--- begin EXTRACTED MATERIAL ---

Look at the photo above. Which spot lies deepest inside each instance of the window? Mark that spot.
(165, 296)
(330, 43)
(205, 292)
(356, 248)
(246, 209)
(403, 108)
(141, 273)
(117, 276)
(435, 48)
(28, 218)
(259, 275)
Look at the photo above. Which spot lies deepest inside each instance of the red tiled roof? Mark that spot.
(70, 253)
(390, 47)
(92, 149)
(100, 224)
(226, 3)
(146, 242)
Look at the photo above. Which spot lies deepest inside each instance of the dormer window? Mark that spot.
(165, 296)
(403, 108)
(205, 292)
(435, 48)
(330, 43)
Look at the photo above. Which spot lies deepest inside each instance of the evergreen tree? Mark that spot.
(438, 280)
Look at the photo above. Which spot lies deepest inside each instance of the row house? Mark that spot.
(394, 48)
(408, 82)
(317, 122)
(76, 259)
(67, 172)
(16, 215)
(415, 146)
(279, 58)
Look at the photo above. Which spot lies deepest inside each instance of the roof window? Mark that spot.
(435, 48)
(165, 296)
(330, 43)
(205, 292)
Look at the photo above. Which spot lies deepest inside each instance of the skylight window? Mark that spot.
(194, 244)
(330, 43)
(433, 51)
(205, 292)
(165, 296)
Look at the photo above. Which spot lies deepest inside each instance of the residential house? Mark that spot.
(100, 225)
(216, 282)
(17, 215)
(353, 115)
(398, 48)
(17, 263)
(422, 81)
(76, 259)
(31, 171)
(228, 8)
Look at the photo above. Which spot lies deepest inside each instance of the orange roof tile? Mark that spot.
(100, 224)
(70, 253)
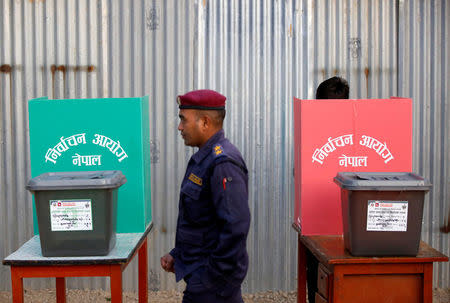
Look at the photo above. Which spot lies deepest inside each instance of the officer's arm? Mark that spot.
(230, 197)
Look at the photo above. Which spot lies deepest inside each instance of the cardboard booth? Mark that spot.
(331, 136)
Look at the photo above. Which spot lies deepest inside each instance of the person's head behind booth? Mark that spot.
(333, 88)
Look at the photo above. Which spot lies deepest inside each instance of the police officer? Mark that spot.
(213, 217)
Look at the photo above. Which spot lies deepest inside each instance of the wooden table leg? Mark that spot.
(17, 285)
(301, 272)
(143, 273)
(427, 282)
(60, 290)
(116, 284)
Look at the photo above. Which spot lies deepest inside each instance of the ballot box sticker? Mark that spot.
(71, 215)
(387, 215)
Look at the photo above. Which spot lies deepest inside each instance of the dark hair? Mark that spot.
(333, 88)
(216, 115)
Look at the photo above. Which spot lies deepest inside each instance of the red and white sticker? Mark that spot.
(387, 215)
(71, 215)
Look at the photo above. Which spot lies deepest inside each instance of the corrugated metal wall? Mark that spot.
(260, 54)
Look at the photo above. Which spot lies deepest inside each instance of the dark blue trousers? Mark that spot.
(196, 292)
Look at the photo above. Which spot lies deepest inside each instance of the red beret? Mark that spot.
(202, 99)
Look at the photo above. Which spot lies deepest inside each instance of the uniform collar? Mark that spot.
(207, 148)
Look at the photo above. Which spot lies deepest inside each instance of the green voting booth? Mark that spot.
(92, 135)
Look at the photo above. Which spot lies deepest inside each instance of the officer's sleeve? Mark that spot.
(174, 253)
(230, 197)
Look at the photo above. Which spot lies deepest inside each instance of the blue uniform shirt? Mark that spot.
(214, 216)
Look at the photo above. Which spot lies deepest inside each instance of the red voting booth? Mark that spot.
(344, 135)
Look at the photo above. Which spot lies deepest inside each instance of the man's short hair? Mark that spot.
(333, 88)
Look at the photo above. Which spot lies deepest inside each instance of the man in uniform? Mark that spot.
(213, 217)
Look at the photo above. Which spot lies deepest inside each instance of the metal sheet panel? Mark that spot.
(260, 54)
(424, 52)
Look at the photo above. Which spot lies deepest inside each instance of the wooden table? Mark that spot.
(28, 262)
(345, 278)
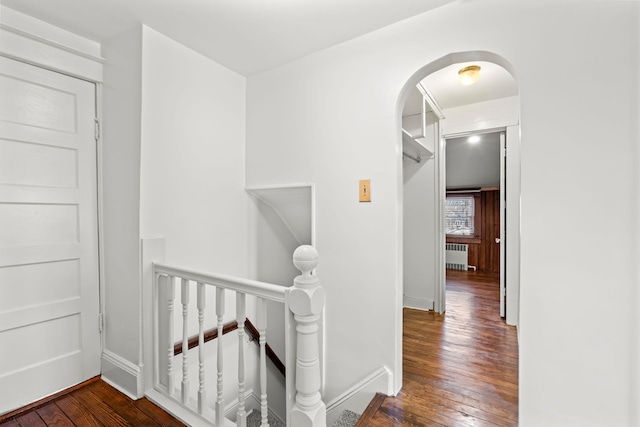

--- end EXTRACTED MATERIAL ---

REQUIREMENTS :: Lay out every line of the records above as a numbered list, omitting blank lines and leaving the pictures out of the answer.

THE RESPONSE ::
1. Look at the photo above. Which spot lies deepest inside each instance of the window? Mark that spot.
2. (165, 296)
3. (330, 43)
4. (205, 292)
5. (356, 248)
6. (246, 209)
7. (403, 108)
8. (141, 273)
9. (117, 276)
10. (435, 48)
11. (28, 218)
12. (259, 275)
13. Look at the photo above. Which spot lies deepest inside each instance of the red tiled roof? Mark that spot.
14. (70, 253)
15. (390, 47)
16. (92, 149)
17. (100, 224)
18. (226, 3)
19. (146, 242)
20. Look at the photo above. Which spot lies deepest inside each instance of the dormer window? Mark that spot.
21. (165, 296)
22. (403, 108)
23. (205, 292)
24. (435, 48)
25. (330, 43)
26. Look at the photo above. Which spot lies deepest inside each instance of the evergreen tree? Mark that spot.
27. (438, 280)
28. Look at the photo above. Which spot lies deepest inside each instance of the row house? Mark that spot.
29. (394, 48)
30. (408, 82)
31. (317, 122)
32. (76, 259)
33. (67, 172)
34. (16, 215)
35. (415, 146)
36. (279, 58)
37. Look at the photo above. Which spot lies deepest inside each instance of the roof window? Mark that spot.
38. (435, 48)
39. (165, 296)
40. (330, 43)
41. (205, 292)
42. Look at the photo above. Which spot lies deepest inside each instance of the skylight window? Mark that spot.
43. (194, 244)
44. (330, 43)
45. (433, 51)
46. (205, 292)
47. (165, 296)
48. Look at the photo above. Which spot lies deepest inside each instance of the residential house? Mark that spot.
49. (100, 225)
50. (216, 282)
51. (17, 215)
52. (353, 115)
53. (398, 48)
54. (17, 263)
55. (422, 81)
56. (76, 259)
57. (31, 171)
58. (228, 8)
59. Look at the photo above. Which spot lies deepest inside each instance of the orange roof tile? Mark that spot.
60. (100, 224)
61. (70, 253)
62. Look at the photo above. Which spot lies deepest inside each instance of the officer's arm? Mark that spot.
63. (230, 197)
64. Look at the photo above. Which spot lies deepest inside each instance of the cardboard booth? Mark that spot.
65. (331, 136)
66. Look at the photo above. Which spot lies deepest inside each instance of the person's head behind booth? Mark that spot.
67. (333, 88)
68. Look at the photo above. Which spot lies deepest inside each instance of the police officer? Mark that spot.
69. (213, 217)
70. Look at the photo above. Which spot lies deepest inside each instance of the wooden table leg? Mark that spot.
71. (17, 285)
72. (301, 272)
73. (143, 273)
74. (427, 282)
75. (60, 290)
76. (116, 284)
77. Look at the photo above. Which spot lies deepest inside each instance of the ballot box sticker? Mark that spot.
78. (71, 215)
79. (387, 215)
80. Look at the photo above. Which spot lies deepest inside each instance of the dark hair? Mark that spot.
81. (333, 88)
82. (216, 115)
83. Look at the photo above. Which spot lies deepest inside each instance of the red and white sticker? Mark that spot.
84. (387, 215)
85. (71, 215)
86. Look at the photo above. Which spot lies deepest inside each instance of the corrugated metal wall? Mark that spot.
87. (260, 54)
88. Look at the photo above. Which spot lies deepest inside each instance of the dark blue trousers? Mark that spot.
89. (196, 292)
90. Look at the photo above. Which spot lies deepest inside each instance of the red beret? Mark that spot.
91. (202, 99)
92. Look at the photo above. Which spot lies deepest inside each instance of the uniform collar? Mark that spot.
93. (207, 148)
94. Look at the photo above. Which spot lies deepest inside each instance of the green voting booth? Mark that spot.
95. (92, 135)
96. Look at the photo above. Which spot lies deepest inside each instance of the officer's sleeve? Mark that spot.
97. (174, 253)
98. (230, 197)
99. Look at the photo above. Which spot lies deepest inside each instance of the blue uniform shirt? Mark that spot.
100. (214, 216)
101. Look at the photo above. Which spot lies deepest inside each instance of the red voting booth? Mark that spot.
102. (344, 135)
103. Look at the photo above. Which spot lies deepest inside each instance of the man's short hair? Mark that spot.
104. (333, 88)
105. Look at the photo above. Which spot lies deepest inside each instance of the man in uniform? Mark that spot.
106. (213, 217)
107. Look at the photo above. Which spot lies deepest inside each instance of the metal sheet panel? Mark that spot.
108. (260, 54)
109. (424, 52)
110. Look at the photo above. Which spot lies deepest inside each instance of the wooden table? Mark that spot.
111. (28, 262)
112. (345, 278)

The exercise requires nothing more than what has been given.